TRY IT →
Work out how many lines in the entries below contain the string "hospital". Reply with that figure alone.

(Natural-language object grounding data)
────────────────────────────────────────

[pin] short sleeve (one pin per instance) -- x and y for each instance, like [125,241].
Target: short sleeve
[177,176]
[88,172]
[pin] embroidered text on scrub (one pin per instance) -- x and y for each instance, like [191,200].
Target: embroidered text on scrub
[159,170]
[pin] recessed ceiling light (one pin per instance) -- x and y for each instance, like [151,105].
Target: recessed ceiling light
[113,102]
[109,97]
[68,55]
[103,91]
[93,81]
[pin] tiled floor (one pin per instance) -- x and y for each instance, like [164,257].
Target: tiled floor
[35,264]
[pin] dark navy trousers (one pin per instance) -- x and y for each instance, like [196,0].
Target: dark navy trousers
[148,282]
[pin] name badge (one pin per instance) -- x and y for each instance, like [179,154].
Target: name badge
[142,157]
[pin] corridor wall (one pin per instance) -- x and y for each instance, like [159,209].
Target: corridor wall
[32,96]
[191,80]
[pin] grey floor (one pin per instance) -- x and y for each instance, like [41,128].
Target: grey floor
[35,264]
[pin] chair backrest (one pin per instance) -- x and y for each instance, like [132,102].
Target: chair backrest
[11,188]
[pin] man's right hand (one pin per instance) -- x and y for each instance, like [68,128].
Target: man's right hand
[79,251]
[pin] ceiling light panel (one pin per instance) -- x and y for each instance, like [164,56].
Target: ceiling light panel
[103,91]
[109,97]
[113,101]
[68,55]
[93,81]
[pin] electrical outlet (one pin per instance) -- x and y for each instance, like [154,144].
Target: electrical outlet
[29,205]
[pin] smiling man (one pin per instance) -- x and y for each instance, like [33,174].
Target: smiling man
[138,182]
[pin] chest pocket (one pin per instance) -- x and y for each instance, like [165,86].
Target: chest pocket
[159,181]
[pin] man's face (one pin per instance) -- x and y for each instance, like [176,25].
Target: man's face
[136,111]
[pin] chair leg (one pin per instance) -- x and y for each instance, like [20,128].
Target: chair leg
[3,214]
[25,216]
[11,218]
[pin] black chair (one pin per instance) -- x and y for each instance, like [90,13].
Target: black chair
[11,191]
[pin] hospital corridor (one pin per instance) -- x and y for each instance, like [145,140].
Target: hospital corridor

────────────────────────────────────────

EXERCISE RESPONSE →
2